Begin

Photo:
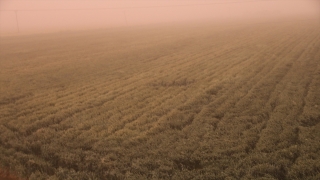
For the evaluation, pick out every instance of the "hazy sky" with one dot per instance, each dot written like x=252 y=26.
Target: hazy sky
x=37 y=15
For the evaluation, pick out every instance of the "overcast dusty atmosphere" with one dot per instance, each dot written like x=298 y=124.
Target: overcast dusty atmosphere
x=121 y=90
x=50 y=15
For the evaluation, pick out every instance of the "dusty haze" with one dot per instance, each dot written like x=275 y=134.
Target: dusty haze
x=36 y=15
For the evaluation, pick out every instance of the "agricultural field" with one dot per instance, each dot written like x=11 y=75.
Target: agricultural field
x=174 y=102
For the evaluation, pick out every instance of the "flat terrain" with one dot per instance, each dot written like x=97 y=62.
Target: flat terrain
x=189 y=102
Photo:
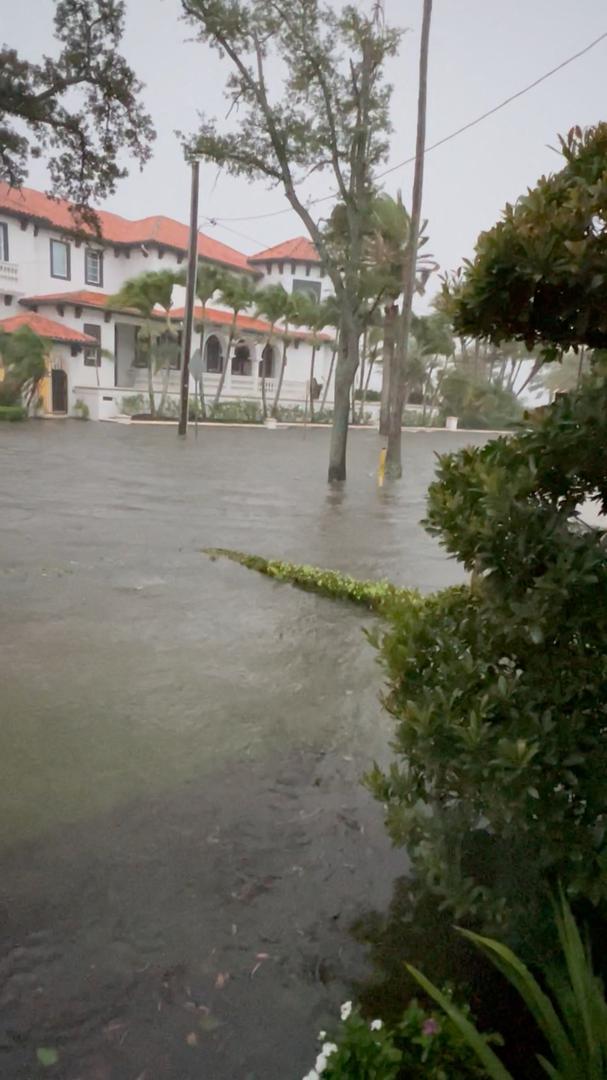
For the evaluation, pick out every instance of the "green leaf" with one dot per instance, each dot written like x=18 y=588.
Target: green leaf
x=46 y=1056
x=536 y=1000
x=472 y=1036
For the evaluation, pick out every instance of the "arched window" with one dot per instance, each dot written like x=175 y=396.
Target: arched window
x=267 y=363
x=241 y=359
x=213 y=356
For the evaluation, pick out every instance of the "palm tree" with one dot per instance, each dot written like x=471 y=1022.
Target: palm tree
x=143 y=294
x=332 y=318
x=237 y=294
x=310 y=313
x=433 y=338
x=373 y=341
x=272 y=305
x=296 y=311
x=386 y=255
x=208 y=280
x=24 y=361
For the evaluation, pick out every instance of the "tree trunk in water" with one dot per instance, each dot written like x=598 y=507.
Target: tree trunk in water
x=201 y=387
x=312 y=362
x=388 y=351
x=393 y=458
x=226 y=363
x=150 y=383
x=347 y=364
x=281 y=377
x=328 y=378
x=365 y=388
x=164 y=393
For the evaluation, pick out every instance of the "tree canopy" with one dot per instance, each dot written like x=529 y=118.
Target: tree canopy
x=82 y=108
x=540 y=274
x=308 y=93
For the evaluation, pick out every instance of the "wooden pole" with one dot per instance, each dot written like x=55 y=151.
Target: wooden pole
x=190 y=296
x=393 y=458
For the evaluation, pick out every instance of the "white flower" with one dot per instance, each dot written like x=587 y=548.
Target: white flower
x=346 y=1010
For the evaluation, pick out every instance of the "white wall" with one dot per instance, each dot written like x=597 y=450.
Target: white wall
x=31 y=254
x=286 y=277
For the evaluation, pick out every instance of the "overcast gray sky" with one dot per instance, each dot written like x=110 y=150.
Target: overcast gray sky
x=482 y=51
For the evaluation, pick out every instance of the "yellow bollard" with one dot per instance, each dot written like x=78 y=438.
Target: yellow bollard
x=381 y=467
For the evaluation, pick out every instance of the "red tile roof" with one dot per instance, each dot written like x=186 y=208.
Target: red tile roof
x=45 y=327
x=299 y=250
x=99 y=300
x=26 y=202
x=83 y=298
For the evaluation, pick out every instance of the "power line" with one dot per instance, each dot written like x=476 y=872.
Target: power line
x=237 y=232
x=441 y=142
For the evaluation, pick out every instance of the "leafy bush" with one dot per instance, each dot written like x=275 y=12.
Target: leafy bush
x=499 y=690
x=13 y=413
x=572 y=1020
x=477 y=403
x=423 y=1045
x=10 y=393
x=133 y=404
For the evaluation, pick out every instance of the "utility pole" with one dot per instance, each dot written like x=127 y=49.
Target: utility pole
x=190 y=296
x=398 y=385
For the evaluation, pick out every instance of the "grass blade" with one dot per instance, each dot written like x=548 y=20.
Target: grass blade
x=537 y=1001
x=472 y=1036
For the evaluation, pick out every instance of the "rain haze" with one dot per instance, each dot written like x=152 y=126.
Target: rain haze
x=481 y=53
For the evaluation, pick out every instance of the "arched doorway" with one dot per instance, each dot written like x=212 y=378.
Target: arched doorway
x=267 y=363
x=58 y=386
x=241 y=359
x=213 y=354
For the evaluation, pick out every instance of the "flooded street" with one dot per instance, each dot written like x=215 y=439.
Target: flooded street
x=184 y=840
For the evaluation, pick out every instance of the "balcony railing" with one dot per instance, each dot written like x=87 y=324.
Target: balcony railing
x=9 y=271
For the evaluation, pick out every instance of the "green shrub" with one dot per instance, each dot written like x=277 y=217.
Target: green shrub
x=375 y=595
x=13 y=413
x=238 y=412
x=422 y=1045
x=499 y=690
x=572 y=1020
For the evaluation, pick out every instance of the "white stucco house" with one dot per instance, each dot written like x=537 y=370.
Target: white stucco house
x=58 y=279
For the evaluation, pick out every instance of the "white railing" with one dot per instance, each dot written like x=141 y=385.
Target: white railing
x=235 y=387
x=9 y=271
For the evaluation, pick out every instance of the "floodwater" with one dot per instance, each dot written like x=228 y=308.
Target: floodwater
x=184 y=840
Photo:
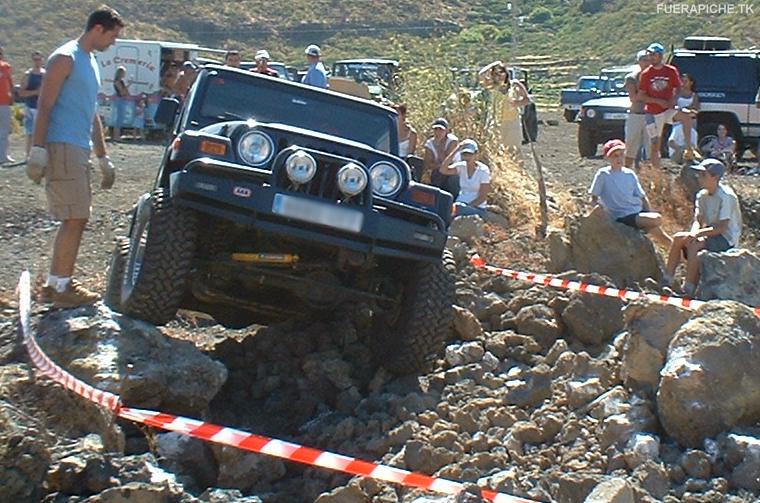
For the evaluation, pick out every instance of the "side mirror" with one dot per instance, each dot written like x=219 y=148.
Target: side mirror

End

## Task directions
Give the data again exactly as written, with all pictures left out.

## Solution to the problem
Photo:
For the evaluation, pick out every instance of the "hazy sky" with one dot per instance, each dot written like x=252 y=26.
Target: hazy sky
x=37 y=15
For the evaluation, pick out every instance of the "overcast dusty atmosphere" with one dot per instance, each dot written like x=298 y=124.
Target: overcast dusty atmosphere
x=121 y=90
x=50 y=15
For the evaluation, pick out every instance of the "dusty haze" with one dot per instance, each dot written like x=275 y=134.
Target: dusty haze
x=36 y=15
For the evaluation, pick out every instance of the "agricultural field" with one dot per instance, each dot written like x=11 y=75.
Target: agricultural field
x=174 y=102
For the evaluation, pick out every instance of the "flat terrain" with one dot per instance, each dot written like x=97 y=62.
Target: flat terrain
x=189 y=102
Photo:
For the evaluation, pick out every instance of the "green leaf" with one dot per instance, each dot written like x=18 y=588.
Target: green leaf
x=46 y=1056
x=536 y=1000
x=472 y=1036
For the evaluation, pick out every instance of the "arched window" with one dot per instance, each dot written like x=175 y=396.
Target: arched window
x=267 y=363
x=241 y=359
x=213 y=356
For the evaluation, pick out every instance of the "palm tree" with one dot per instance, each dot written like x=471 y=1022.
Target: palm tree
x=143 y=294
x=332 y=318
x=237 y=294
x=310 y=313
x=433 y=338
x=373 y=341
x=272 y=305
x=296 y=311
x=386 y=255
x=208 y=280
x=24 y=361
For the evaluation, pick out every instance of the "tree trunk in water" with one dot per instance, each dot written like x=598 y=507.
Target: tree trunk in water
x=201 y=387
x=312 y=362
x=388 y=351
x=393 y=458
x=226 y=363
x=150 y=383
x=347 y=364
x=281 y=377
x=328 y=378
x=365 y=388
x=164 y=393
For the evaluation, pick out every instance of the "tree canopy" with one dot per instance, each dot written like x=529 y=118.
Target: tree canopy
x=82 y=108
x=540 y=274
x=308 y=93
For the evaluation, pick out every instance of the "wooden pole" with one dot per instance, each dot written like x=55 y=151.
Target: wooden pole
x=190 y=296
x=393 y=458
For the evaluation, pick out every instance of the "white flower" with one dot per instance, each dot written like x=587 y=548.
Target: white flower
x=346 y=1010
For the evaluation, pick out every instance of the "white wall" with one dot per instance, each dot written like x=597 y=450.
Target: white wall
x=31 y=254
x=286 y=277
For the evaluation, pick out every instance of the "overcast gray sky" with one dot per instance, each dot written like x=110 y=150.
Target: overcast gray sky
x=482 y=51
For the evaluation, pick out every instance of the "yellow bollard" with one dot per instance, each dot written like x=78 y=438.
Target: yellow bollard
x=381 y=467
For the evaluation, pick out every instance of the "red tile roof" with one dot per instance, each dot written like x=186 y=208.
Target: red tile roof
x=45 y=327
x=299 y=250
x=99 y=300
x=26 y=202
x=83 y=298
For the evaluation, pick out every instance of the "power line" with one dot per instance, each dot written like x=476 y=872.
Target: power line
x=237 y=232
x=441 y=142
For the evaluation, pick out every instance of the "leafy bush" with one dot per instance, each dot written like x=275 y=12.
Target: leafy bush
x=499 y=690
x=13 y=413
x=572 y=1020
x=477 y=403
x=423 y=1045
x=10 y=393
x=133 y=404
For the evaluation, pick out every instance of the "utility pole" with one dot per instance, each dot written like x=127 y=49.
Target: utility pole
x=190 y=296
x=398 y=385
For the evaluation, pick out every instance of the "grass blade" with one dot per instance, each dot written like x=548 y=20.
Target: grass blade
x=537 y=1001
x=472 y=1036
For the evaluation, pick out every instance of the "rain haze" with one dot per instance, each dot written like x=152 y=126.
Target: rain haze
x=481 y=53
For the evaluation, pick out every instance of the "arched doorway" with one dot per instance, each dot written like x=212 y=378.
Target: arched doorway
x=267 y=363
x=58 y=386
x=241 y=359
x=213 y=354
For the evaluation, pick out every instance of the "flooded street" with one dot per instance, each dot written like x=215 y=439.
Target: flooded street
x=184 y=840
For the evaluation, pick out every instance of the "balcony railing" with one dot per instance, each dot written like x=87 y=324.
Target: balcony railing
x=9 y=271
For the evaluation, pick out every instance of the "green shrub" with one dot per instance, each dot written like x=277 y=217.
Target: green shrub
x=375 y=595
x=13 y=413
x=238 y=412
x=422 y=1045
x=499 y=690
x=572 y=1020
For the evaluation, pick out every instance of the "white stucco house" with one dot per instance, each dot written like x=537 y=370.
Target: white stucco house
x=58 y=279
For the evaluation, pick out every instance of the "white railing" with one dot per instance, each dot written like x=141 y=385.
Target: white railing
x=235 y=387
x=9 y=271
For the evaluation, pick out every instance of the "floodwater" with one dot per instance, each dot written like x=228 y=308.
Target: floodwater
x=184 y=840
Photo:
For the evaluation, pick out every instance of the "side mirror" with one dot per instance, each dot written like x=219 y=148.
Target: side mirror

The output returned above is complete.